_Directive_
Transcribe the data that follows precisely, omitting nothing.

_Data to process_
┄┄┄┄┄┄┄┄┄┄┄┄┄┄┄┄┄┄┄┄

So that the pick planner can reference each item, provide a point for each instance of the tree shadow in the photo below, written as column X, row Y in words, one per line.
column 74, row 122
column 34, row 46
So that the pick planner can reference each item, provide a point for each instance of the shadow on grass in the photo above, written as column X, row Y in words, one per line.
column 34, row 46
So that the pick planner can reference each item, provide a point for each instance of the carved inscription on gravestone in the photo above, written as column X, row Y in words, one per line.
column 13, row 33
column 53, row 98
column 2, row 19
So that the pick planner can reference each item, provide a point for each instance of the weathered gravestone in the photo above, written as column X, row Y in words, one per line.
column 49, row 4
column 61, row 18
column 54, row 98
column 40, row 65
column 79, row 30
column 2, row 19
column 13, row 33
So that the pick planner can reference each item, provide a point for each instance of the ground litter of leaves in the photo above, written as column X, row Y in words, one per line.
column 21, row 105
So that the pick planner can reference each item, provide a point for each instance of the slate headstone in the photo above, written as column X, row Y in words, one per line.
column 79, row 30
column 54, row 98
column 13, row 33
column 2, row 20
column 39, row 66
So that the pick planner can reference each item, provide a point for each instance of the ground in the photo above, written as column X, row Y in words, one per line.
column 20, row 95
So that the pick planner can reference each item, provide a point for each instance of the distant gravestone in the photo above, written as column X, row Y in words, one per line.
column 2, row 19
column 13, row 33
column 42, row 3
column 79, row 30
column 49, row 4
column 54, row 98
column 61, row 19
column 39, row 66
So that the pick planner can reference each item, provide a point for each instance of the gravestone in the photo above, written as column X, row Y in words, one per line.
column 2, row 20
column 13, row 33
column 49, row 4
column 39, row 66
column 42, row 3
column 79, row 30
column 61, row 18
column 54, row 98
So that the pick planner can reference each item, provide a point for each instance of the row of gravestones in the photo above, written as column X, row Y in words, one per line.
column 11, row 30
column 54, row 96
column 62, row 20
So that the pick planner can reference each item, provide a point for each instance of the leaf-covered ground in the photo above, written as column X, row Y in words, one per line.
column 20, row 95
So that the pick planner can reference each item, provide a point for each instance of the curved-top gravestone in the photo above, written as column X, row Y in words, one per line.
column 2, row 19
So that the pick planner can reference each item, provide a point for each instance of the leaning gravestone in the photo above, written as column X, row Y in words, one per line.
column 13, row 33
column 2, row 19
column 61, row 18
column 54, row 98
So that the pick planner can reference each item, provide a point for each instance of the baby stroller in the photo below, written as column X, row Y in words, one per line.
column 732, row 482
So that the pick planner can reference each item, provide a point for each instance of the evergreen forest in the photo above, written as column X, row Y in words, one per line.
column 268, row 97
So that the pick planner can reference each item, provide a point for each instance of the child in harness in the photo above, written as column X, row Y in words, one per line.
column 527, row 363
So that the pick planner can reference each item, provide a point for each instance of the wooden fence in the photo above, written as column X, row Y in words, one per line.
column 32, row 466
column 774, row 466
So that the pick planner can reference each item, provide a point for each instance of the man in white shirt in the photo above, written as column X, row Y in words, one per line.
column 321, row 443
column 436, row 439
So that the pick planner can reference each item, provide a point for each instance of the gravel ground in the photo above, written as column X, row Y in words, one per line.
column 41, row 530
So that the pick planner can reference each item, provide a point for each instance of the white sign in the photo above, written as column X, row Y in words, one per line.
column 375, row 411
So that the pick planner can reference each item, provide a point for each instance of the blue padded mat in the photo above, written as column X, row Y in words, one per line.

┄┄┄┄┄┄┄┄┄┄┄┄┄┄┄┄┄┄┄┄

_Full solution_
So that the pick planner can reference each item, provide a point for each instance of the tree shadow in the photo below, written as column X, row Y in words, one per line.
column 74, row 122
column 34, row 46
So that the pick planner can reference each item, provide a point for each instance of the shadow on grass in the photo above, written as column X, row Y in words, one per line.
column 34, row 46
So that the pick planner can reference each item, provide a point for each instance of the carved inscription on gravestone in the photo above, written as column X, row Y in words, one per line.
column 13, row 33
column 53, row 98
column 2, row 19
So that the pick planner can reference each item, provide a point for each instance of the weathered gravestone in the photo above, written as column X, row Y in words, one per line.
column 49, row 4
column 61, row 18
column 54, row 98
column 40, row 65
column 79, row 30
column 2, row 19
column 13, row 33
So that the pick planner can reference each item, provide a point for each instance of the ground litter of leaves in the photo above, written as column X, row Y in words, one per line.
column 21, row 105
So that the pick planner can reference each item, provide a point for each instance of the slate headstone in the photo above, written as column X, row Y in words, one per line.
column 79, row 30
column 54, row 98
column 13, row 33
column 2, row 20
column 39, row 66
So that the pick planner can reference each item, provide a point for each instance of the ground in the photo above, written as column X, row Y in words, one per line.
column 20, row 95
So that the pick planner can reference each item, provide a point for each instance of the distant gravestone in the photo above, written as column X, row Y in words, one per line.
column 2, row 19
column 13, row 33
column 42, row 3
column 79, row 30
column 49, row 4
column 54, row 98
column 61, row 19
column 39, row 66
So that the pick planner can reference each item, provide a point for each instance of the gravestone in the photo above, written as column X, row Y in words, one per line.
column 2, row 20
column 13, row 33
column 49, row 4
column 39, row 66
column 42, row 3
column 79, row 30
column 61, row 18
column 54, row 98
So that the pick planner can reference each item, provide a point for each instance of the row of gravestones in the photo above, written as column X, row Y in words, one per line.
column 11, row 30
column 54, row 96
column 62, row 20
So that the pick planner can reference each item, provide a point for each instance of the leaf-covered ground in the photo above, written as column X, row Y in words, one per line.
column 20, row 95
So that the pick planner can reference each item, provide a point for each instance of the curved-top gravestone in the photo above, written as column X, row Y in words, one per line.
column 2, row 19
So that the pick planner can reference each item, provide a point for each instance of the leaning gravestone in the photo above, written as column X, row Y in words, one per line.
column 13, row 33
column 2, row 19
column 61, row 18
column 54, row 98
So that the pick planner can reference each item, provide a point for each instance of the baby stroller in the photo below, written as column X, row Y in words, one per line.
column 732, row 482
So that the pick planner can reference each item, provide a point for each instance of the evergreen forest in the photo above, written as column X, row Y in words, one per line.
column 268, row 97
So that the pick planner can reference each item, provide a point for each instance of the child in harness in the photo above, written as column X, row Y in words, one per line.
column 527, row 363
So that the pick planner can reference each item, provide a point for each instance of the wooden fence in the photo above, written as column X, row Y in words, one per line.
column 32, row 466
column 774, row 466
So that the pick planner can reference each item, provide a point for each instance of the man in white shirt in the photo above, written as column X, row Y in words, one per line.
column 321, row 443
column 436, row 439
So that the pick planner can reference each item, provide a point for each instance of the gravel ground in the photo above, written as column X, row Y in words, one per line.
column 41, row 530
So that the pick planner can reference each item, provide a point for each instance of the white sign in the photo above, written as column X, row Y in words, one per line.
column 375, row 411
So that the pick planner can reference each item, provide a point for each instance of the blue padded mat in the photo above, written as column X, row Y in words, one per line.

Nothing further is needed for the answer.